### YOUR OBJECTIVE
Print the records below once again, exactly as they were given.

------------------------------------------------

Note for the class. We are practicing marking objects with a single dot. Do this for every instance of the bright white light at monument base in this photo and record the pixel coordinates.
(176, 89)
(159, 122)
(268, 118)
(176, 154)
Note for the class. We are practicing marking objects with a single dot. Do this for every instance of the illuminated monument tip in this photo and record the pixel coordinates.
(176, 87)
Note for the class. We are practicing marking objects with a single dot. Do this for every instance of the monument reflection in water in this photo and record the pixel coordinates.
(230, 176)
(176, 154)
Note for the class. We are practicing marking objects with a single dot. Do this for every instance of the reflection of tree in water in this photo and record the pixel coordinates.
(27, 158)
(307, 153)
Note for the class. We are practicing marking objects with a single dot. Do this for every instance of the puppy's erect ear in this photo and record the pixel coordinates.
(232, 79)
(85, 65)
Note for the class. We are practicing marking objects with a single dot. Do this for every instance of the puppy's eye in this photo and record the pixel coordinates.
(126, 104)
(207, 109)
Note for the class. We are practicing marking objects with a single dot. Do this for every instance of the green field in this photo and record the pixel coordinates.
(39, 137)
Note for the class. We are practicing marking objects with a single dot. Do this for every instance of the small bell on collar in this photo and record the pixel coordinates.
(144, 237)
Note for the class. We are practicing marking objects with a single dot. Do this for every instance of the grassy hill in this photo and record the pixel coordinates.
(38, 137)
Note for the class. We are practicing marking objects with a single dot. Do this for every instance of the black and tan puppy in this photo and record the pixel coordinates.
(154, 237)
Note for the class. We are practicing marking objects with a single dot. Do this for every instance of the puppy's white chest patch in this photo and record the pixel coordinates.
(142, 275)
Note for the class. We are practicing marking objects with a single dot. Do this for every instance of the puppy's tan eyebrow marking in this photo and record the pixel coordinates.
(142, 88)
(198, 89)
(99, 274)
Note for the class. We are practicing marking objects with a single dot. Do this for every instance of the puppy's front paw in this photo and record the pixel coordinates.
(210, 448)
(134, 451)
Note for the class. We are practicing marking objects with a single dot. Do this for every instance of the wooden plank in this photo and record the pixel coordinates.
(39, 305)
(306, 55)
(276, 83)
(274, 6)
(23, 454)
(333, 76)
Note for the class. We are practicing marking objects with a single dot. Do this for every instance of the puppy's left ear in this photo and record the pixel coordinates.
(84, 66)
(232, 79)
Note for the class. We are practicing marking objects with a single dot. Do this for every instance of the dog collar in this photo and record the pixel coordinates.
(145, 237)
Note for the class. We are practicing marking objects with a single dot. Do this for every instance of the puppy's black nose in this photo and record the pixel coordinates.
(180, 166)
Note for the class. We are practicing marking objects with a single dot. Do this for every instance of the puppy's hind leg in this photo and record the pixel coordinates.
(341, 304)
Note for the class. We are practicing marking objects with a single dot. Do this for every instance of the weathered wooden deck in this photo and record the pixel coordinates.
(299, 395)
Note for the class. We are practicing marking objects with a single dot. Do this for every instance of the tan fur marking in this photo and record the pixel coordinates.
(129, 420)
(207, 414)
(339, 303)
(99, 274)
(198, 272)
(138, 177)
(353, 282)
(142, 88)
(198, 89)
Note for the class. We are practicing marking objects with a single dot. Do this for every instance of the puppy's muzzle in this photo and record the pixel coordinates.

------------------------------------------------

### REPLY
Note for the class. We are practicing marking objects with a single dot. Do this for every instance of the bright white light at monument base in this photo and record the pixel coordinates.
(176, 89)
(159, 122)
(268, 118)
(176, 154)
Note for the class. We are practicing marking objects with a single dot. Do this for every instance of the illuminated monument tip in this photo and record the pixel coordinates.
(176, 87)
Note for the class. We are practicing marking objects with a single dot. Do this for every instance of the monument reflection in water in this photo and record the pixel coordinates.
(230, 176)
(176, 154)
Note for the class. We are practicing marking objects with a single dot. Do this for every instance of the reflection of tree in water in this photo and record the pixel coordinates.
(27, 158)
(307, 153)
Note for the class. We are practicing marking objects with a single dot. Do this for every instance of the puppy's erect ear in this photo and record the pixel coordinates.
(232, 79)
(85, 65)
Note for the class. We are practicing marking objects with a single dot. Do this for every instance of the puppy's eye in this photo and record the pixel coordinates.
(126, 104)
(207, 109)
Note for the class. We are practicing marking objects with a single dot. Do this for every instance of the green field in this photo and record the pixel coordinates.
(39, 137)
Note for the class. We are practicing marking objects with a single dot. Do this for every instance of the small bell on collar in this photo and record the pixel coordinates.
(144, 237)
Note for the class. We are practicing marking objects with a single dot. Do this for every instance of the grassy hill in this photo and record the pixel coordinates.
(38, 137)
Note for the class. We are practicing marking objects with a single dot. Do this for every instance of the black and tan puppy in this photo and record the pixel coordinates.
(154, 237)
Note for the class. We are practicing marking objects with a single dot. Do this for every instance of the puppy's white chest patch in this photo and record the pixel coordinates.
(142, 275)
Note for the class. We are practicing marking objects with a single dot. Do this for every instance of the puppy's tan eyebrow marking in this photo and record the pixel coordinates.
(142, 88)
(198, 89)
(99, 274)
Note for the class. We are practicing marking objects with a single dot. Do this for every instance of the puppy's front paw in this photo and record the pixel coordinates.
(210, 448)
(134, 451)
Note for the class. We are practicing marking objects with a single dot. Do this for every instance of the wooden plank in this photo and record the pixel coordinates.
(39, 305)
(306, 55)
(276, 83)
(274, 6)
(23, 454)
(333, 76)
Note for the class. We are practicing marking objects with a single dot. Do this for every instance of the puppy's left ear in this photo and record the pixel coordinates.
(84, 66)
(232, 79)
Note for the class. We are practicing marking objects with a single dot. Do this for every instance of the dog collar in this photo and record the pixel coordinates.
(145, 237)
Note for the class. We are practicing marking objects with a single dot. Do this for every instance of the puppy's black nose in this photo and record the pixel coordinates.
(180, 166)
Note for the class. We are practicing marking objects with a single dot. Do this for every instance of the puppy's hind leg in this photo and record the pixel coordinates.
(341, 304)
Note for the class. We are practicing marking objects with a single dot. Do this for every instance of the weathered wooden deck in this photo and record the pixel coordinates.
(299, 395)
Note for the class. We are practicing marking objects with a single dot. Do this for every instance of the tan fur marking in this photo and record the pixel coordinates.
(129, 420)
(207, 414)
(339, 303)
(99, 274)
(198, 272)
(138, 177)
(353, 282)
(142, 88)
(198, 89)
Note for the class. We are practicing marking objects with a single dot. Do this for every instance of the puppy's muzzle in this photo and record the pixel coordinates.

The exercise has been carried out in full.